OBJECTIF A:
Les énoncés suivants concordent-ils avec l'extrait de débat parlementaire ? Pour chacun, répondez par oui ou par non en citant les mots décisifs du texte.
(i) La ministre savait déjà, le 2 décembre, qu'elle deviendrait ministre des Communautés culturelles et de l'Immigration.
(ii) M. Godin n'a pas d'autres commentaires pour l'instant lorsque le président lui donne la parole.
(iii) Selon le président, le programme 2 n'a pas encore été adopté.
OBJECTIF B:
Répondez à ces questions d'après l'extrait de débat parlementaire.
(i) Selon la ministre, à quel moment plusieurs programmes seront-ils mis en place ?
(ii) À qui le président donne-t-il la parole après avoir remercié la ministre ?
(iii) Quel programme M. Godin nomme-t-il dans sa dernière question ?
OBJECTIF C: Pouvez-vous écrire la suite de l'extrait de débat parlementaire, en reprenant juste après la question de M. Godin sur le programme Tout l'art du monde ?

══ EXTRAIT DU TEXTE ══

Mme Robic: Alors, j'espère que votre déception ne durera pas trop longtemps et qu'on pourra poser des gestes concrets très bientôt. Cela ne veut pas dire, parce que vous n'avez rien vu d'éclatant, parce qu'on n'a pas fait les premières pages des journaux, qu'on ne fait rien. On fait beaucoup. Vous comprendrez qu'il y a des problèmes complexes. Moi, le 2 décembre, je ne savais pas que je serais la ministre des

Communautés culturelles et de l'Immigration. Donc, je n'avais pas étudié le dossier. Il a fallu que je l'étudié, que je me donne le temps. Personne ne va me forcer la main à prendre des décisions rapides. Bien au contraire, j'ai l'intention de connaître et de saisir très bien mes dossiers pour, précisément, pouvoir mettre en oeuvre les programmes du Parti libéral auxquels je crois. On n'a jamais dit à la population du Québec que ces programmes seraient mis en place le 3 décembre. Plusieurs seront mis en place au cours de notre premier mandat. À ce moment-là, la population pourra voir que ce n'étaient pas seulement des paroles mais que c'étaient des actions. Vous savez qu'avant les actions il faut s'assurer qu'on prend les bonnes mesures pour arriver à établir nos programmes d'une façon solide et réaliste.

Le Président (M. Trudel): Merci, Mme la ministre. M. le député de Mercier.

M. Godin: Pas d'autres commentaires pour l'instant.

Le Président (M. Trudel): Est-ce que vous jugez que vous êtes en mesure d'adopter pour la deuxième fois le programme 2? Je ferais remarquer qu'on l'a déjà adopté et que j'ai quand même laissé la discussion se poursuivre.

M. Godin: Une dernière question, Mme la ministre, pourquoi le programme Tout l'art du monde, parmi d'autres programmes qu'il y avait au ministère, pourquoi celui-là en particulier?

═══
══ LIGNES ══

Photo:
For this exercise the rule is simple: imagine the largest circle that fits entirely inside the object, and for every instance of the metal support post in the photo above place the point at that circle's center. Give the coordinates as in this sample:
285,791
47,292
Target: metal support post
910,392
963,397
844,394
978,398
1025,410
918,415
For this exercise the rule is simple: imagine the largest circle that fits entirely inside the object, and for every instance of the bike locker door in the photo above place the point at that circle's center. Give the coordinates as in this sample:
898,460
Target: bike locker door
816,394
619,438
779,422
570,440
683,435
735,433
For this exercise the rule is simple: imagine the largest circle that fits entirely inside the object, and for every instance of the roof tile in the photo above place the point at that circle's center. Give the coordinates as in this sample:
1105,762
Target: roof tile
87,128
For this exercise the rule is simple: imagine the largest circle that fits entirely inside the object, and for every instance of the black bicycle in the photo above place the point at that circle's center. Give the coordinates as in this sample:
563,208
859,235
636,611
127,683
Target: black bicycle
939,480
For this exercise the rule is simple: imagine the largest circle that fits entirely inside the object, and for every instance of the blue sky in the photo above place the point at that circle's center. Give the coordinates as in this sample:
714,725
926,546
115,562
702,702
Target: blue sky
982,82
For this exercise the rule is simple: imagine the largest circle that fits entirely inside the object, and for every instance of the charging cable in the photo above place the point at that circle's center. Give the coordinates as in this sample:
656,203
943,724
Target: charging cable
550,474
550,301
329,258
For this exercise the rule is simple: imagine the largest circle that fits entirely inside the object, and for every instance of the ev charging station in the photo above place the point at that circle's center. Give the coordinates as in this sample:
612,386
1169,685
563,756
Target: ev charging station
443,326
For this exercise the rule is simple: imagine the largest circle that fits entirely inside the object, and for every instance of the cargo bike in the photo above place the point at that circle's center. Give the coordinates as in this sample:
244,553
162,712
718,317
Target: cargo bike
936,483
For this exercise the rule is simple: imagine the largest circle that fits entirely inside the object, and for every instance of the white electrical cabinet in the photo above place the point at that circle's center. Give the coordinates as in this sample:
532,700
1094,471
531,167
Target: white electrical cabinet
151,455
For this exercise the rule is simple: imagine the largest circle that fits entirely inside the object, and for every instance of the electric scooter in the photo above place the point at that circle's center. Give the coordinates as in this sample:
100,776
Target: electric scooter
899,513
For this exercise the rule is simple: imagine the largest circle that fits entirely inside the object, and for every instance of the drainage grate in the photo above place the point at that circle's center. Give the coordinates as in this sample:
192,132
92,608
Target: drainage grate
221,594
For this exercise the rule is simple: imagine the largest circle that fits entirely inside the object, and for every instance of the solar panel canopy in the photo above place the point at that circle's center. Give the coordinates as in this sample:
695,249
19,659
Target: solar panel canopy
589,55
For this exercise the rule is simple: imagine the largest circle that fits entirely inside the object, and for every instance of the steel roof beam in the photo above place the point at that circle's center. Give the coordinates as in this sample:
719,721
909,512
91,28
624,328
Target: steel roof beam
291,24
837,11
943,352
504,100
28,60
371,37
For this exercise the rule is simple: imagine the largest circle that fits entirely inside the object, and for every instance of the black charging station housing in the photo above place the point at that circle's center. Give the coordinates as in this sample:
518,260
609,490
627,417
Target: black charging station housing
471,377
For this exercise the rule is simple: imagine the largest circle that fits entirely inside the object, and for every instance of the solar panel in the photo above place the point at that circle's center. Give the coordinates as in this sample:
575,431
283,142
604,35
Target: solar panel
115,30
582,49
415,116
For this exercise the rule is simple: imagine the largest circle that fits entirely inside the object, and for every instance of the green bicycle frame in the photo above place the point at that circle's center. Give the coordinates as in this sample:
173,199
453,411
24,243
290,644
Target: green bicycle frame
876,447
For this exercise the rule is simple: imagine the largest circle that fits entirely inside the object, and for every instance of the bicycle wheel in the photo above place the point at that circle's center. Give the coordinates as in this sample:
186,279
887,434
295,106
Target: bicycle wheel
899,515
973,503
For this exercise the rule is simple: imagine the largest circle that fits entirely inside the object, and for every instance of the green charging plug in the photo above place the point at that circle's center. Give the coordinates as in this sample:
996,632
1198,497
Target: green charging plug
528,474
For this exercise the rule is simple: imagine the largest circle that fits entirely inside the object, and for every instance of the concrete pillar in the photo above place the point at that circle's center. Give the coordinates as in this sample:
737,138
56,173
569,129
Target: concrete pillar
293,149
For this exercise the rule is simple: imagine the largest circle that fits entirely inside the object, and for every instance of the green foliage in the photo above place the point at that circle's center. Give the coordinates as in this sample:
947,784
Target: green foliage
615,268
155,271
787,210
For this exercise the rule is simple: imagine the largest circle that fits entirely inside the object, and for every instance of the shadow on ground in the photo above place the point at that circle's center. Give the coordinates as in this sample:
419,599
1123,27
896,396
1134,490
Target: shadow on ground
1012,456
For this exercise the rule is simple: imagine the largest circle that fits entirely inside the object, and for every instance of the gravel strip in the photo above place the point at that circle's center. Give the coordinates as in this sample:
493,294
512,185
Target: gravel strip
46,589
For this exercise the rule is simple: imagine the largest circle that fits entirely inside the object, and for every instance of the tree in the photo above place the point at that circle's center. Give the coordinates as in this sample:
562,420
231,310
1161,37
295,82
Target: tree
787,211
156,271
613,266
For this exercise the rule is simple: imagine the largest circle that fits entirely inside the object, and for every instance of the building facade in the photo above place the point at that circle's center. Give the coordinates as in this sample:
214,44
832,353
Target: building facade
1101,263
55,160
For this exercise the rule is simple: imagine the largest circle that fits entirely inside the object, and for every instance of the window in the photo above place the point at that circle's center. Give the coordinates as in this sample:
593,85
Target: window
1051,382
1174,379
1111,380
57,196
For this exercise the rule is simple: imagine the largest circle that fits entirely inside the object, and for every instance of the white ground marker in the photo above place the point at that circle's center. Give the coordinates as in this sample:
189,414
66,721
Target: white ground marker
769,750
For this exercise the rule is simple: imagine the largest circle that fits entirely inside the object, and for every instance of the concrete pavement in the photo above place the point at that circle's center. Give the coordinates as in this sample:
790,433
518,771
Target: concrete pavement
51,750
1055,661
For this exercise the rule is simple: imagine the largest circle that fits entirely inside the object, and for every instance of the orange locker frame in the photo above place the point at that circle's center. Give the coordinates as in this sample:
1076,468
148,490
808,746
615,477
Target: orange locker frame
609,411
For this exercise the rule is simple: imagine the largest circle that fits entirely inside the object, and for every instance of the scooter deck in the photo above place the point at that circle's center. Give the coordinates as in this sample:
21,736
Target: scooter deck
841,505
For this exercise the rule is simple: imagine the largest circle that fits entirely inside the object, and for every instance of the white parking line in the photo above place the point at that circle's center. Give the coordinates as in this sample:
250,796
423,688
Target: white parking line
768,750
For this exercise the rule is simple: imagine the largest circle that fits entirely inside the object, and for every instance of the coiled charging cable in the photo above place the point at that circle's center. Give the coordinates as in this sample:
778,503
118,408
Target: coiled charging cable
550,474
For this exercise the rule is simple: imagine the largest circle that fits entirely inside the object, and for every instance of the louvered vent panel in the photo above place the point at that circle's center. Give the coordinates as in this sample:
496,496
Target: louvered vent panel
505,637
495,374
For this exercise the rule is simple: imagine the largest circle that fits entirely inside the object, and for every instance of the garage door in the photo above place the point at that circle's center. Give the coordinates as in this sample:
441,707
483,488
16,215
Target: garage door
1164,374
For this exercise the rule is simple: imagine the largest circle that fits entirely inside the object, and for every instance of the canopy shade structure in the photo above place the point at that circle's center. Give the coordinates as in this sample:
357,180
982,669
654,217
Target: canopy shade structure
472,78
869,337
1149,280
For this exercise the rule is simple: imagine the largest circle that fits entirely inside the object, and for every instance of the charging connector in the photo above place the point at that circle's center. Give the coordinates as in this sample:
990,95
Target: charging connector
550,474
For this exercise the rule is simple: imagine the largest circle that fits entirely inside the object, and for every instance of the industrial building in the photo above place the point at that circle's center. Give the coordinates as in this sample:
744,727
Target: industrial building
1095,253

═══

RÉPONSE RÉDIGÉE A:
(i) Non : « le 2 décembre, je ne savais pas que je serais la ministre »
(ii) Oui : « Pas d'autres commentaires pour l'instant. »
(iii) Non : « Je ferais remarquer qu'on l'a déjà adopté »

RÉPONSE RÉDIGÉE B:
(i) Au cours du premier mandat.
(ii) Au député de Mercier.
(iii) Le programme Tout l'art du monde.

RÉPONSE RÉDIGÉE C:
Mme Robic: Parce que, malgré que c'est un bon programme, je vous en félicite, c'est peut-être là où cela faisait le moins mal. Vous avez parlé de qualité de services tout à l'heure, et alors 50 000 $ dans l'accueil et l'adaptation c'était plus important à conserver. Et je pouvais très bien dire qu'on pouvait sauter une année dans ce programme et, si, l'année prochaine, nos budgets nous le permettent, le remettre sans endommager la qualité de nos services pour lesquels, dans le fond, nous existons, le service à l'adaptation, à l'accueil et le service aux communautés culturelles.

M. Godin: En formation linguistique, Mme la ministre, il y a une coupure de 3 % du nombre de jours; peut-on savoir pourquoi vous coupez de 3 %? La formation linguistique, l'entente fédérale provinciale. Est-ce que vous prévoyez une baisse du nombre des clients?

Mme Robic: Encore en se fiant à ce qui s'est passé l'année dernière, nous avons réalisé qu'on pouvait diminuer sensiblement

le nombre d'heures sans pour cela priver qui que ce soit des cours des COFI.

M. Godin: Quant aux revendicateurs du statut de réfugié, Mme la ministre, quel est la position du ministère face au rapport du rabbin Plaut? Est-ce que le ministère aura un document, un mémoire là-dessus à soumettre au fédéral, une position officielle du ministère pour l'appuyer ou nuancer ou modifier en profondeur ou autrement la recommandation du rabbin Plaut?

Mme Robic: Je pense que vous en aviez fait l'étude au moment où vous étiez en poste si je ne me trompe pas.

M. Godin: Effectivement, c'était à l'époque. Qu'est-ce que c'est devenu justement? Ma question est précisément celle-là, qu'est-ce que c'est devenu depuis le nouvel Eden qui a commencé le 2 décembre paraît-il?

Mme Rabic: C'est certainement, on pense, un rapport important et c'est également ce genre de rapport qui va faire partie de toutes nos discussions avec mon homologue fédéral et en comité d'ailleurs.

M. Godin: Quelle est votre position, à vous en tant que ministre, sur ce rapport et sur le mémoire du ministère?

Mme Robic: Comme je vous l'ai dit, je commence à donner mon opinion en comité et en commission, et après je vous reviendrai sur la place publique.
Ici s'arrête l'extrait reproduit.